**PROBLEM DETAILS**
Please reproduce every entry below without omitting a single line.

**SUPPLIED INFORMATION**
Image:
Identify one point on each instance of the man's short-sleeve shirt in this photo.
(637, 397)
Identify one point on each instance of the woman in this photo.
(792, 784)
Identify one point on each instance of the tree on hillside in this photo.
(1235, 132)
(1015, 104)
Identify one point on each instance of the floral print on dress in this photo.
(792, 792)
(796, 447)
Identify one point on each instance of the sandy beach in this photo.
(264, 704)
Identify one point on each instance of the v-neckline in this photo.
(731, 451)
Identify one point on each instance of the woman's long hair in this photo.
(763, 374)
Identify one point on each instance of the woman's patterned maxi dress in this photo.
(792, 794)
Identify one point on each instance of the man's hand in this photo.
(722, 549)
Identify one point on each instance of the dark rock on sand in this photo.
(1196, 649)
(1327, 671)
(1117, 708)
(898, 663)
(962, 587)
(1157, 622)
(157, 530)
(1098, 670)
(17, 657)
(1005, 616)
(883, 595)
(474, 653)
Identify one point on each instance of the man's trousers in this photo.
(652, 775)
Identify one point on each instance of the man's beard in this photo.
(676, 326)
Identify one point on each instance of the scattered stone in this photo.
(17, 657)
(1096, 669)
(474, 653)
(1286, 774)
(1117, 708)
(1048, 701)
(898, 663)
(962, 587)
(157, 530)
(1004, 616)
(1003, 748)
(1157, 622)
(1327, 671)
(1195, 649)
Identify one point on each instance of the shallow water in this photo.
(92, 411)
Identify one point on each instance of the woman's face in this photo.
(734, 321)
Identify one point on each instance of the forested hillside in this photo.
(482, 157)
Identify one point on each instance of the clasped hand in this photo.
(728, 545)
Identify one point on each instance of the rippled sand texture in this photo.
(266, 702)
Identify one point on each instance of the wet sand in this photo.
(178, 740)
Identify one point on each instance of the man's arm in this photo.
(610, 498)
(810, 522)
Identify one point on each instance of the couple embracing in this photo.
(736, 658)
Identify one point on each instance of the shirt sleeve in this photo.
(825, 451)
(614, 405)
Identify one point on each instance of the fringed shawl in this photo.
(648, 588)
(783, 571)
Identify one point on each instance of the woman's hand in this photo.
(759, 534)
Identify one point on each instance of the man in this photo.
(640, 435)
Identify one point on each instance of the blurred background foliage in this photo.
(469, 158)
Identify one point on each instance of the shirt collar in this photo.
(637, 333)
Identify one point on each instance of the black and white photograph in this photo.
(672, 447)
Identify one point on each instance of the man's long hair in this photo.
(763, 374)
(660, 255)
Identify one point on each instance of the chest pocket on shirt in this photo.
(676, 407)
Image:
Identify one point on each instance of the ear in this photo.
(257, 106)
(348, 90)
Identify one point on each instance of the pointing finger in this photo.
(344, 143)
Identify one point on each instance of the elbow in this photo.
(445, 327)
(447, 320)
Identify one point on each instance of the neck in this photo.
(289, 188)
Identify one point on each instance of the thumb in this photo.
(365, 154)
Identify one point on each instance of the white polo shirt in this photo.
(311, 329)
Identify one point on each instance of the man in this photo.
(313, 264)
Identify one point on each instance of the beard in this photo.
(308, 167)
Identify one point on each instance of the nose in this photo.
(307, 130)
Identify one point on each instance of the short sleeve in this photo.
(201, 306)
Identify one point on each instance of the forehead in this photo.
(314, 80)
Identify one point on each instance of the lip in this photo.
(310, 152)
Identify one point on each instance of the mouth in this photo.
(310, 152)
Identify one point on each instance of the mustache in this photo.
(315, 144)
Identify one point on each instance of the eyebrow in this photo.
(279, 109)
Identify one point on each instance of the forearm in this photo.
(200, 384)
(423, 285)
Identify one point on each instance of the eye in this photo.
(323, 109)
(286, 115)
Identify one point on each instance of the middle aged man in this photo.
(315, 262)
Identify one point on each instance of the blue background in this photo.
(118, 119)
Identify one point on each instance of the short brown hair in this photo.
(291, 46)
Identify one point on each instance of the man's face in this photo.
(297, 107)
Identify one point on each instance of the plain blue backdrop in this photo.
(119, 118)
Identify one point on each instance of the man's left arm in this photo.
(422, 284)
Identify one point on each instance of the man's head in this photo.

**ANSWER TO THIS PROBLEM**
Image:
Identify one point on each instance of the man's short-sleeve shirt in this photo.
(637, 397)
Identify one point on each instance of the woman in this photo.
(792, 784)
Identify one point on each instance of the tree on hillside in this photo.
(1235, 132)
(1015, 104)
Identify one point on each instance of the floral print on dress in this photo.
(792, 792)
(796, 447)
Identify one point on each instance of the sandy beach in this photo.
(264, 704)
Identify one point on each instance of the v-neckline in this photo.
(731, 451)
Identify one point on each instance of the woman's long hair in this photo.
(763, 374)
Identify one point on each instance of the woman's patterned maxi dress in this photo.
(792, 794)
Identify one point on each instance of the man's hand in this photo.
(722, 549)
Identify one point on each instance of the dark rock on sand in this photo.
(1196, 649)
(1327, 671)
(1117, 708)
(898, 663)
(962, 587)
(1157, 622)
(157, 530)
(1098, 670)
(17, 657)
(1005, 616)
(883, 595)
(474, 653)
Identify one point on each instance of the man's trousers in this photo.
(652, 775)
Identify one point on each instance of the man's beard in this photo.
(676, 326)
Identify one point on each instance of the scattered stone in this photo.
(17, 657)
(1096, 669)
(474, 653)
(1286, 774)
(1117, 708)
(1048, 701)
(898, 663)
(962, 587)
(157, 530)
(1004, 616)
(1003, 748)
(1157, 622)
(1327, 671)
(1195, 649)
Identify one point on each instance of the shallow water in this photo.
(92, 411)
Identify one point on each instance of the woman's face in this photo.
(734, 321)
Identify one point on each instance of the forested hillside in this photo.
(482, 157)
Identify one point on each instance of the clasped hand in this photo.
(728, 545)
Identify one point on each instance of the rippled sand texture in this photo.
(266, 702)
Identify one point on each instance of the wet sand in this photo.
(178, 740)
Identify one point on each instance of the man's arm in this photo.
(610, 498)
(810, 522)
Identify one point on each instance of the couple embracing in this photo.
(736, 658)
Identify one point on each instance of the shirt sleeve in this photo.
(825, 451)
(614, 405)
Identify one point on each instance of the fringed shawl in this photo.
(648, 588)
(783, 571)
Identify one point on each instance of the woman's hand in this photo.
(759, 534)
Identify one point on each instance of the man in this photo.
(640, 435)
Identify one point on each instance of the blurred background foliage in this photo.
(469, 158)
Identify one point on each instance of the shirt collar in this photo.
(637, 333)
Identify one point on each instance of the black and white photograph in this photo.
(672, 447)
Identify one point on each instance of the man's long hair in this photo.
(763, 374)
(660, 255)
Identify one point on each instance of the chest pocket on shirt in this photo.
(676, 407)
Image:
Identify one point on each instance of the ear in this photo.
(257, 106)
(348, 90)
Identify one point on each instance of the pointing finger in this photo.
(344, 143)
Identify one point on each instance of the elbow in this photo.
(445, 327)
(447, 320)
Identify one point on each instance of the neck in this photo.
(289, 188)
Identify one point on each instance of the thumb in this photo.
(365, 154)
Identify one point on each instance of the white polo shirt in this photo.
(311, 329)
Identify one point on each instance of the man in this photo.
(313, 264)
Identify one point on each instance of the beard in this photo.
(308, 167)
Identify one point on each instance of the nose in this photo.
(307, 130)
Identify one point on each instance of the short sleeve in this photo.
(201, 306)
Identify one point on each instance of the forehead in this photo.
(314, 80)
Identify one point on each instance of the lip in this photo.
(310, 152)
Identify one point on each instance of the mouth in this photo.
(310, 152)
Identify one point on each instance of the mustache in this photo.
(315, 144)
Identify one point on each instance of the eyebrow in this photo.
(279, 109)
Identify one point on each instance of the forearm in this photo.
(200, 384)
(423, 285)
Identify one point on each instance of the eye in this photo.
(323, 109)
(286, 115)
Identify one point on each instance of the middle aged man in this photo.
(315, 262)
Identify one point on each instance of the blue background in this photo.
(118, 119)
Identify one point on each instance of the short brown hair in this photo.
(291, 46)
Identify one point on each instance of the man's face in this photo.
(297, 107)
Identify one point on each instance of the plain blue backdrop in this photo.
(119, 118)
Identify one point on each instance of the man's left arm in this photo.
(422, 284)
Identify one point on each instance of the man's head in this photo.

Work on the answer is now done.